[Entries from a point annotation set]

=======

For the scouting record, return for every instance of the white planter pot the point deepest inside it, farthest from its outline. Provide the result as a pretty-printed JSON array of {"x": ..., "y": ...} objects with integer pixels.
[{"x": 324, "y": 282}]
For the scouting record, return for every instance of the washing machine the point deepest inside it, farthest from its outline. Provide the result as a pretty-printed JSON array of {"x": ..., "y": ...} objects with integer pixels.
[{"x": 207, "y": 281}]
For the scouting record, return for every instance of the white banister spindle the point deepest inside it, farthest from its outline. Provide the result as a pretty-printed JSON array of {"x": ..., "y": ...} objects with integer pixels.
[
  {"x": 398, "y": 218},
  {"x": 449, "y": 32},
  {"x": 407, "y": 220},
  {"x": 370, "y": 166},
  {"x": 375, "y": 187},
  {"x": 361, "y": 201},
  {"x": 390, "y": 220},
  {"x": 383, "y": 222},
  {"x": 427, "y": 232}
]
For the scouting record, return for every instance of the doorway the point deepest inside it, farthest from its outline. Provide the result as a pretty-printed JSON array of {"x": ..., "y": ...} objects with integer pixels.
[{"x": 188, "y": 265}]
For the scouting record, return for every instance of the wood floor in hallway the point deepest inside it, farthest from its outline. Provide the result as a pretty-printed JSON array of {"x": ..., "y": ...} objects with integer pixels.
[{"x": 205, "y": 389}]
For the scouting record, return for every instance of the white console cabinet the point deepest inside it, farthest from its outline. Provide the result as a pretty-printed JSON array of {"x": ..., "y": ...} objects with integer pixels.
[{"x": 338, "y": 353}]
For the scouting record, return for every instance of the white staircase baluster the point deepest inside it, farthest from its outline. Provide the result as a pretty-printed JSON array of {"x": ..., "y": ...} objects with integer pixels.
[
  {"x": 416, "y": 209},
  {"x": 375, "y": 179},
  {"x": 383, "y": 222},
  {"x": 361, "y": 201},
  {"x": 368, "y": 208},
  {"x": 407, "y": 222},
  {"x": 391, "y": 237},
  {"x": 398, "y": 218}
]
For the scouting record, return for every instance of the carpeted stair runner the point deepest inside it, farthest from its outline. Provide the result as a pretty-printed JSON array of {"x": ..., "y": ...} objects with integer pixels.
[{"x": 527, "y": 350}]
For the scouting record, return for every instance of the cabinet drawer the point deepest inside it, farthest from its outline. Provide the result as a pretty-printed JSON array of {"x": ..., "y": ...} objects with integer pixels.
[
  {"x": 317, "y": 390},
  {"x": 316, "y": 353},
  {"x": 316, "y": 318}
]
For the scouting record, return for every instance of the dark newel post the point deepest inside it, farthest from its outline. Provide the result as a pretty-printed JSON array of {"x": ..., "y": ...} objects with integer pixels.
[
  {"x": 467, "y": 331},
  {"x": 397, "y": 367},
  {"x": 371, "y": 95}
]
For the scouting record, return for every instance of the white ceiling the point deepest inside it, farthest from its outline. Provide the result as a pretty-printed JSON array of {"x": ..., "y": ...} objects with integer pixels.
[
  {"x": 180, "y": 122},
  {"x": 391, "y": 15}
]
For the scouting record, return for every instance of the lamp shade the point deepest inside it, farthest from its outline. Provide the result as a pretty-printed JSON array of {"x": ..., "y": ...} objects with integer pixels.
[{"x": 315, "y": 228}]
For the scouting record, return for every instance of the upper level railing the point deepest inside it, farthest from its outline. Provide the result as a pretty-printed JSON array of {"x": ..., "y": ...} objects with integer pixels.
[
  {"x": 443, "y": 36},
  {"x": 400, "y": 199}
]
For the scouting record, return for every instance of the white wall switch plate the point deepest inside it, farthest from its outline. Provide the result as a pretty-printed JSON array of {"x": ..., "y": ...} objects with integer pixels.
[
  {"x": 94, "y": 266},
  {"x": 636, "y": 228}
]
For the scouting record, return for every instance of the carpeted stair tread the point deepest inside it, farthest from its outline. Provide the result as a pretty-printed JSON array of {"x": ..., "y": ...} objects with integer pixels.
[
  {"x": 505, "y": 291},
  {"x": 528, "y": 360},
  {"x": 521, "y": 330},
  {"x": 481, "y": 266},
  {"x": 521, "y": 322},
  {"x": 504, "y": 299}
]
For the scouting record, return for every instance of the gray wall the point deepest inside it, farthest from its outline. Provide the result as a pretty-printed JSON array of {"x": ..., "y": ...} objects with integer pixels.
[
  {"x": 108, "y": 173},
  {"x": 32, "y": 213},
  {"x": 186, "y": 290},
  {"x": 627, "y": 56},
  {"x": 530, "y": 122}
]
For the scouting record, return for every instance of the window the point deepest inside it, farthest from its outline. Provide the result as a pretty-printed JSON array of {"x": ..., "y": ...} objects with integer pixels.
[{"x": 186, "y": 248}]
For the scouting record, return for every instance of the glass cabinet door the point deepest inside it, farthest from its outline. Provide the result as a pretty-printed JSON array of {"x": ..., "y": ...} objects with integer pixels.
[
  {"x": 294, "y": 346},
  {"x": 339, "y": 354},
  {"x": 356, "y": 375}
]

=======

## TASK PROMPT
Every record above should be output exactly.

## EXERCISE SOLUTION
For the scouting record, return for every instance of the white planter pot the point deepest inside it, farthest from its outline. Provide the result as a pretty-printed JSON array of {"x": ..., "y": ...} objects with integer pixels.
[{"x": 324, "y": 282}]
For the scouting record, return for every instance of the washing machine the point deepest inside it, farthest from its outline. Provide the result as a pretty-printed JSON array of {"x": ..., "y": ...} objects with integer pixels.
[{"x": 207, "y": 281}]
For the scouting record, return for every instance of the white banister spindle the point deepest inside it, farthest from its outline. Provide the result as a pretty-printed JSON array of {"x": ..., "y": ...} objects with integer pixels.
[
  {"x": 398, "y": 218},
  {"x": 449, "y": 32},
  {"x": 407, "y": 220},
  {"x": 370, "y": 166},
  {"x": 375, "y": 187},
  {"x": 361, "y": 201},
  {"x": 390, "y": 220},
  {"x": 383, "y": 222},
  {"x": 427, "y": 232}
]
For the scouting record, return for every instance of the doorway the point deepest inside it, farthest from its outline. Provide the result as a pretty-printed JSON array of {"x": ..., "y": ...} objects with integer pixels.
[{"x": 188, "y": 265}]
For the scouting record, return for every instance of the wood floor in hallway the point deepest inside it, farthest from its outline. Provide the result as a pretty-printed JSON array of {"x": ..., "y": ...} objects with integer pixels.
[{"x": 205, "y": 389}]
For the scouting record, return for every instance of the white console cabinet the point deepest inside it, farthest from its outline. Provide the result as a pretty-printed JSON array of {"x": ..., "y": ...} objects with integer pixels.
[{"x": 338, "y": 353}]
For the scouting record, return for every instance of the white staircase baluster the point deepest inside it, farthest from its outline. Provide the result as a pretty-printed JSON array of {"x": ..., "y": ...} objects with integer pixels.
[
  {"x": 416, "y": 209},
  {"x": 375, "y": 179},
  {"x": 383, "y": 222},
  {"x": 361, "y": 201},
  {"x": 368, "y": 208},
  {"x": 407, "y": 222},
  {"x": 391, "y": 237},
  {"x": 398, "y": 218}
]
For the scouting record, return for every instance of the carpeted stair runner the point deepest inside it, farthest from its outline. Provide the result as a pretty-printed JSON array of {"x": ..., "y": ...} objects with integer pixels.
[{"x": 527, "y": 350}]
For the scouting record, return for every instance of the cabinet drawer the point deepest inside it, farthest from its outline. Provide the result as a pretty-printed JSON array of {"x": ..., "y": ...} objects with integer pixels.
[
  {"x": 317, "y": 390},
  {"x": 316, "y": 353},
  {"x": 316, "y": 318}
]
For the scouting record, return for every instance of the dark newel post the point deepest inside it, farthest from its outline. Provide the result as a pretty-printed JSON array of {"x": ..., "y": ...} objects with integer pixels.
[
  {"x": 467, "y": 331},
  {"x": 397, "y": 367},
  {"x": 371, "y": 95}
]
For the scouting record, return for every instance of the white ceiling the point deepest inside it, farthest from its outline. Provide the result as a pretty-printed JSON array of {"x": ..., "y": ...} objects with integer pixels.
[
  {"x": 180, "y": 122},
  {"x": 391, "y": 15}
]
For the scouting record, return for every instance of the lamp shade the point deepest inside it, farthest from its outline. Provide the result as a pretty-printed JSON array of {"x": ..., "y": ...} objects with integer pixels.
[{"x": 315, "y": 228}]
For the scouting record, return for every instance of the upper level railing the point deepest inside it, farthest from its outline. Provide the result as a pretty-printed JSON array of {"x": ..., "y": ...} objects with integer pixels.
[
  {"x": 443, "y": 36},
  {"x": 400, "y": 199}
]
For the scouting record, return for every instance of the white wall switch plate the point deepest inside it, farthest from its outline. Provide the result as a pretty-printed JSON array of {"x": ..., "y": ...} objects with integer pixels.
[
  {"x": 94, "y": 266},
  {"x": 636, "y": 228}
]
For the scouting record, return for every instance of the carpeted stair tread the point deepest inside it, farthest from its outline. Provide the result as a pretty-printed JSON array of {"x": ..., "y": ...} objects with integer pixels.
[
  {"x": 505, "y": 291},
  {"x": 528, "y": 360},
  {"x": 521, "y": 330},
  {"x": 481, "y": 266},
  {"x": 521, "y": 322},
  {"x": 504, "y": 299}
]
For the scouting record, return for every instance of the gray wall the point deepest inside it, farthest from its outline. Provide the result as a pretty-printed JSON array of {"x": ..., "y": ...} objects with integer pixels.
[
  {"x": 108, "y": 173},
  {"x": 32, "y": 213},
  {"x": 186, "y": 290},
  {"x": 627, "y": 56},
  {"x": 530, "y": 122}
]
For the scouting record, return for every instance of the window the point deepest inside it, farthest from its outline. Provide the result as a pretty-printed JSON array of {"x": ..., "y": ...} objects with integer pixels.
[{"x": 186, "y": 248}]
For the scouting record, return for every instance of the glass cabinet door the point deepest inside it, farthest from its outline. Provide the result as a pretty-printed JSON array of {"x": ..., "y": ...} objects with integer pixels.
[
  {"x": 294, "y": 346},
  {"x": 339, "y": 354},
  {"x": 356, "y": 375}
]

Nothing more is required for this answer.